**EXTRACT PROVIDED**
-- Begin --
The exploits of European explorers had a profound impact both in the Americas and back in Europe. In Spain, gold and silver from the Americas helped to fuel a golden age, the Siglo de Oro, when Spanish art and literature flourished. Riches poured in from the colonies, especially from the silver mines at Potosí in the Andes and Zacatecas in Mexico. New ideas poured in from other countries and new lands.

 

Until the 1500s, the Roman Catholic Church provided a unifying religious structure for Christian Europe. The Vatican in Rome exercised great power over the lives of Europeans, controlling not only learning and scholarship but also levying taxes on the faithful. Spain, with its New World wealth, was a bastion of the Catholic faith. Beginning with the reform efforts of Martin Luther in 1517 and John Calvin in the 1530s, however, Catholic dominance came under attack as the Protestant Reformation began. During the sixteenth century, Protestantism spread through northern Europe, and Catholic countries responded by attempting to extinguish what was seen as a heretical menace. Religious turmoil between Catholics and Protestants influenced the history of the Atlantic World as well, since different nations competed not only for control of new territories but also for the preeminence of their religious beliefs there. Just as the history of Spain’s rise to power is linked to the Reconquista, so too is the history of early globalization connected to the history of competing Christian groups in the Atlantic World.

Martin Luther was a German Catholic monk and theologian at the University of Wittenberg who took issue with the Catholic Church’s practice of selling indulgences, documents that absolved sinners in return for cash donations to finance the building of St. Peter’s Basilica in Rome. He also objected to the Catholic Church’s taxation of ordinary Germans and delivery of Mass in Latin. Although he had hoped to reform the Catholic Church while remaining a part of it, Luther’s action instead triggered a movement called the Protestant Reformation that divided the Church in two. The Catholic Church condemned him as a heretic, but a doctrine based on his reforms, called Lutheranism, spread through northern Germany and Scandinavia.

 

FOR MORE INFO: Visit Fordham University’s Internet Medieval Sourcebook for access to many primary sources relating to the Protestant Reformation.

 

Like Luther, the French lawyer John Calvin advocated making the Bible accessible to ordinary people in their own languages. In 1535, Calvin fled Catholic France and led the Reformation movement from Geneva, Switzerland. Soon Calvin’s ideas spread to the Netherlands and Scotland. Luther’s idea that scripture should be available in the everyday language of worshippers inspired English scholar William Tyndale to translate the Bible into English in 1526. The break with the Catholic Church in England occurred in the 1530s, when Henry VIII established a new, Protestant state religion. A devout Catholic, Henry had initially opposed the Reformation. Pope Leo X even awarded him the title “Defender of the Faith.” The tides turned, however, when Henry’s Spanish Catholic wife, Catherine (the daughter of Ferdinand and Isabella), failed to produce a male heir for Henry and the king petitioned for an annulment to their marriage. The Pope refused his request and Henry created the Church of England, with himself at its head. This left him free to seize all the land and wealth of the Church, and to annul his own marriage and marry Anne Boleyn.
-- End --
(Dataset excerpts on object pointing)
-- Begin --
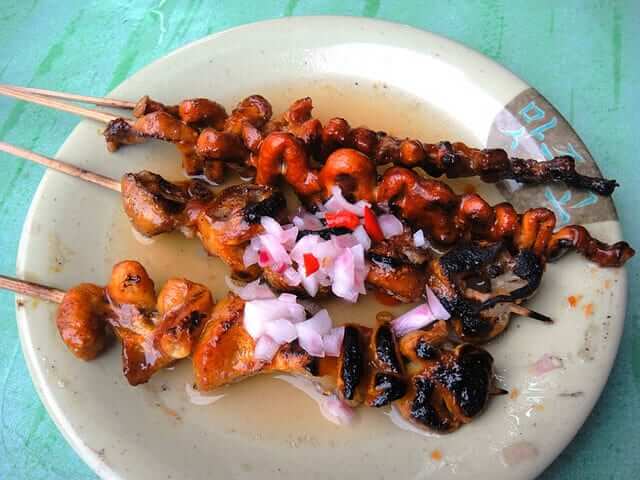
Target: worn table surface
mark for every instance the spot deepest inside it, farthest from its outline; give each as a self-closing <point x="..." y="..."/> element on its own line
<point x="582" y="55"/>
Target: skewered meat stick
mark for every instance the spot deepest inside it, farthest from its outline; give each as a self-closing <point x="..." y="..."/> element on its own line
<point x="452" y="159"/>
<point x="426" y="203"/>
<point x="154" y="330"/>
<point x="229" y="223"/>
<point x="444" y="390"/>
<point x="233" y="139"/>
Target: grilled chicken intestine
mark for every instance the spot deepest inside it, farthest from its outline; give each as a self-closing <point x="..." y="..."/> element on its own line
<point x="439" y="387"/>
<point x="209" y="140"/>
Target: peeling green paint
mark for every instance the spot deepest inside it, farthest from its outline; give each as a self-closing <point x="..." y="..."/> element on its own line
<point x="371" y="8"/>
<point x="616" y="43"/>
<point x="290" y="7"/>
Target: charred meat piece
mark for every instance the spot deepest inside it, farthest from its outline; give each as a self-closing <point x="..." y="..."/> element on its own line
<point x="385" y="370"/>
<point x="424" y="344"/>
<point x="451" y="389"/>
<point x="155" y="205"/>
<point x="351" y="365"/>
<point x="463" y="277"/>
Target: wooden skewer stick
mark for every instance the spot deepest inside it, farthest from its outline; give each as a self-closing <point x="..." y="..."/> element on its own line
<point x="31" y="289"/>
<point x="513" y="307"/>
<point x="102" y="101"/>
<point x="103" y="117"/>
<point x="59" y="166"/>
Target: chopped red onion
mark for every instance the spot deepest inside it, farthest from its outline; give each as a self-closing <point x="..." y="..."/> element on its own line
<point x="264" y="259"/>
<point x="250" y="256"/>
<point x="311" y="283"/>
<point x="292" y="277"/>
<point x="271" y="226"/>
<point x="310" y="340"/>
<point x="390" y="225"/>
<point x="266" y="349"/>
<point x="436" y="307"/>
<point x="307" y="221"/>
<point x="419" y="317"/>
<point x="320" y="322"/>
<point x="251" y="291"/>
<point x="362" y="237"/>
<point x="332" y="341"/>
<point x="306" y="244"/>
<point x="288" y="297"/>
<point x="344" y="277"/>
<point x="344" y="241"/>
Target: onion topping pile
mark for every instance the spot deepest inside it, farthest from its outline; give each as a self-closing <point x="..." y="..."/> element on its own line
<point x="329" y="260"/>
<point x="421" y="316"/>
<point x="273" y="322"/>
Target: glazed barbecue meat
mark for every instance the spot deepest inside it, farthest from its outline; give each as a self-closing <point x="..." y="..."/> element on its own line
<point x="157" y="206"/>
<point x="433" y="384"/>
<point x="397" y="268"/>
<point x="230" y="140"/>
<point x="456" y="159"/>
<point x="441" y="390"/>
<point x="224" y="352"/>
<point x="154" y="330"/>
<point x="229" y="223"/>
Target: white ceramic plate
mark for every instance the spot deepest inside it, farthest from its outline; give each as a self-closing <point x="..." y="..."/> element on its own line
<point x="389" y="77"/>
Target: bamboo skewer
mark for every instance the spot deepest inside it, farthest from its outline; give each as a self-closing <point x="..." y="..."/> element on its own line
<point x="97" y="115"/>
<point x="102" y="101"/>
<point x="23" y="287"/>
<point x="62" y="167"/>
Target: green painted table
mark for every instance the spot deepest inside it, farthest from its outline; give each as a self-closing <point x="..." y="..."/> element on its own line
<point x="582" y="55"/>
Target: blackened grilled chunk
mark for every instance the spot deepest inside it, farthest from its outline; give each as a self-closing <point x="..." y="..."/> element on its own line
<point x="271" y="206"/>
<point x="386" y="351"/>
<point x="452" y="388"/>
<point x="468" y="258"/>
<point x="385" y="374"/>
<point x="423" y="410"/>
<point x="388" y="387"/>
<point x="468" y="378"/>
<point x="351" y="364"/>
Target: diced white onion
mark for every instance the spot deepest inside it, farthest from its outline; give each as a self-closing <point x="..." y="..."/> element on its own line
<point x="266" y="348"/>
<point x="362" y="237"/>
<point x="320" y="322"/>
<point x="292" y="277"/>
<point x="436" y="307"/>
<point x="281" y="331"/>
<point x="419" y="317"/>
<point x="418" y="239"/>
<point x="333" y="342"/>
<point x="310" y="340"/>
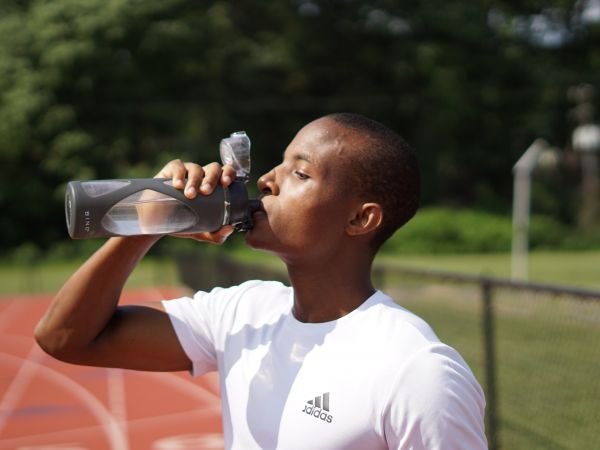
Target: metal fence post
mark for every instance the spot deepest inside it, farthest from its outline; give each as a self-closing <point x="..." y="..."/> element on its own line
<point x="490" y="365"/>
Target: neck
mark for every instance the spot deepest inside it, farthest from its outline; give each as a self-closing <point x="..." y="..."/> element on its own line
<point x="328" y="290"/>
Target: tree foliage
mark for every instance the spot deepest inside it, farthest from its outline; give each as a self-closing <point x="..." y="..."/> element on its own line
<point x="115" y="88"/>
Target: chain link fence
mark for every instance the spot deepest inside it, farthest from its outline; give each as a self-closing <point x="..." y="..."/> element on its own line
<point x="534" y="348"/>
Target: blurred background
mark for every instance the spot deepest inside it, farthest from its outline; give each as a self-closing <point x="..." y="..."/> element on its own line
<point x="116" y="88"/>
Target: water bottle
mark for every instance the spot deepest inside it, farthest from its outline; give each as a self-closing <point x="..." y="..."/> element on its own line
<point x="152" y="206"/>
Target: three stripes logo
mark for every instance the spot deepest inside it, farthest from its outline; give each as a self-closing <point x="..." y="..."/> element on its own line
<point x="319" y="408"/>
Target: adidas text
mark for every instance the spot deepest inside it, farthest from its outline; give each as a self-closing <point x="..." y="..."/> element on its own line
<point x="317" y="412"/>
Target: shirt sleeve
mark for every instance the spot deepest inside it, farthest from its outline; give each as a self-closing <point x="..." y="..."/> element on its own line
<point x="202" y="321"/>
<point x="191" y="321"/>
<point x="435" y="403"/>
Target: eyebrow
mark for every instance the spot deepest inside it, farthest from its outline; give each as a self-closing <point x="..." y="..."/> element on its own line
<point x="301" y="156"/>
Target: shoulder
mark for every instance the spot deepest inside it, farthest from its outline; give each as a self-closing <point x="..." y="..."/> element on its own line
<point x="253" y="300"/>
<point x="395" y="324"/>
<point x="432" y="394"/>
<point x="436" y="400"/>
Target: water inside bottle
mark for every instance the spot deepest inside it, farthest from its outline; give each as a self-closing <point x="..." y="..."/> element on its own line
<point x="148" y="212"/>
<point x="101" y="187"/>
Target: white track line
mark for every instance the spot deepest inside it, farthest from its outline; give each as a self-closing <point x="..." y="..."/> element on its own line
<point x="117" y="404"/>
<point x="74" y="432"/>
<point x="18" y="385"/>
<point x="187" y="387"/>
<point x="105" y="419"/>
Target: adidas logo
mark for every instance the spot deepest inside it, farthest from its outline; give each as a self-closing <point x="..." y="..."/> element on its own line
<point x="319" y="408"/>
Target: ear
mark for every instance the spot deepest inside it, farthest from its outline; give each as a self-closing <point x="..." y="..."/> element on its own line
<point x="366" y="218"/>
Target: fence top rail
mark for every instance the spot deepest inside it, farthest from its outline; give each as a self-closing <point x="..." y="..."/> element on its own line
<point x="491" y="281"/>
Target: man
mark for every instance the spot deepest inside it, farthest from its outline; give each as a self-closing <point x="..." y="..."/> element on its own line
<point x="328" y="363"/>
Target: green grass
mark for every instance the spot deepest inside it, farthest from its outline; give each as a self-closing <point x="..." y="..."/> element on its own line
<point x="569" y="268"/>
<point x="548" y="358"/>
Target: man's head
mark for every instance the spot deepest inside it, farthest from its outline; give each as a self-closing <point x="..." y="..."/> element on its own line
<point x="385" y="171"/>
<point x="342" y="177"/>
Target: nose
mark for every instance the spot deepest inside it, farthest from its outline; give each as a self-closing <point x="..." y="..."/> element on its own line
<point x="268" y="183"/>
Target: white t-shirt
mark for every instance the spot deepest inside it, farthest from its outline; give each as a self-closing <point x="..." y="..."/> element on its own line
<point x="376" y="378"/>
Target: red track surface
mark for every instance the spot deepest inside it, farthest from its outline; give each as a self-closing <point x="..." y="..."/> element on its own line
<point x="49" y="405"/>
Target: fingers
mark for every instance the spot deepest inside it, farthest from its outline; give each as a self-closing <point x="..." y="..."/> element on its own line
<point x="199" y="179"/>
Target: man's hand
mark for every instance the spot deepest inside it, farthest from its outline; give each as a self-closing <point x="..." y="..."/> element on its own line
<point x="194" y="180"/>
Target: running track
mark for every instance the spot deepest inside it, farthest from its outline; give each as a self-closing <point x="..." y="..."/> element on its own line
<point x="49" y="405"/>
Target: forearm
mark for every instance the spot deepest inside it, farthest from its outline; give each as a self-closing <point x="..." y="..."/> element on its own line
<point x="87" y="301"/>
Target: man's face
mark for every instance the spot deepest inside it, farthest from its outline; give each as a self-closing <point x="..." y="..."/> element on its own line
<point x="308" y="201"/>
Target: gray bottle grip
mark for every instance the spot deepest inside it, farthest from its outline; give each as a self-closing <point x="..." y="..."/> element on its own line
<point x="84" y="213"/>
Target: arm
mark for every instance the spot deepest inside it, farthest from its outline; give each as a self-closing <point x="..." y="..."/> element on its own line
<point x="85" y="325"/>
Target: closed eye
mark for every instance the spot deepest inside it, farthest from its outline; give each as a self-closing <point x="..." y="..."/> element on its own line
<point x="301" y="175"/>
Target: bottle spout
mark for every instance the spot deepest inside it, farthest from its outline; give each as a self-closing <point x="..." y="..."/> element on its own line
<point x="254" y="204"/>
-- End --
**WHAT NEEDS TO BE DONE**
Reproduce the passage on the Protestant Reformation word for word from "Martin Luther was" to "the Protestant Reformation.".

**RESPONSE**
Martin Luther was a German Catholic monk and theologian at the University of Wittenberg who took issue with the Catholic Church’s practice of selling indulgences, documents that absolved sinners in return for cash donations to finance the building of St. Peter’s Basilica in Rome. He also objected to the Catholic Church’s taxation of ordinary Germans and delivery of Mass in Latin. Although he had hoped to reform the Catholic Church while remaining a part of it, Luther’s action instead triggered a movement called the Protestant Reformation that divided the Church in two. The Catholic Church condemned him as a heretic, but a doctrine based on his reforms, called Lutheranism, spread through northern Germany and Scandinavia.

 

FOR MORE INFO: Visit Fordham University’s Internet Medieval Sourcebook for access to many primary sources relating to the Protestant Reformation.